#### 選択テキスト:
遠くの点が近ずき ひかりの輪がだんだん大きくなってくる
手が届くまで もう少しの辛抱と 歩幅をひろげ
もっと知ろうとすると
昨日まで聞こえていた
草や鳥や虫の 息吹が伝わらなくなっている

建設機械もやってきて いじくりまわし
道路を支えるコンクリートの
橋脚に変えていく

放っておくと 命とりになるので
どんなときでも 身近な できることから
表情をとり戻す作業を くりかえす
ひとつ知ると 解らないことが 円周にも増えていく

こんどは「美しい国」の
衣裳をまとった
行進が近ずいてくる

 正直なところ最終連を読むまでは何が書いてあるのか判りませんでした。しかし、最終連の「美しい国」ではっきりと判りましたね。

#### 提供データ:
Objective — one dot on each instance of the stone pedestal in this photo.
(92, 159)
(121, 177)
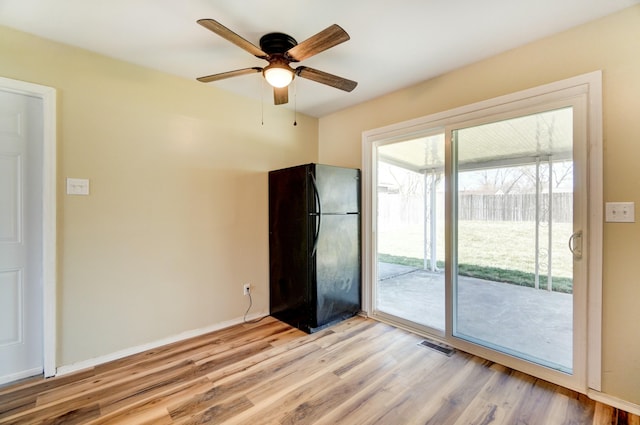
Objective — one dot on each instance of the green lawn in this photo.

#### 練習課題:
[A] 選択テキストのうち、「放っておくと 命とりになるので」から「の「美しい国」ではっきりと判りましたね。」までの部分をそのまま引用せよ。
[B] 選択テキストについて、次の問いに答えよ。
(i) 昨日まで聞こえていたのに、伝わらなくなっているのは何の息吹か。
(ii) やってきていじくりまわすのは何か。
(iii) 「美しい国」の衣裳をまとっているのは何か。

#### 解答一覧:
[A]
放っておくと 命とりになるので
どんなときでも 身近な できることから
表情をとり戻す作業を くりかえす
ひとつ知ると 解らないことが 円周にも増えていく

こんどは「美しい国」の
衣裳をまとった
行進が近ずいてくる

 正直なところ最終連を読むまでは何が書いてあるのか判りませんでした。しかし、最終連の「美しい国」ではっきりと判りましたね。

[B]
(i) 草や鳥や虫の息吹
(ii) 建設機械
(iii) 行進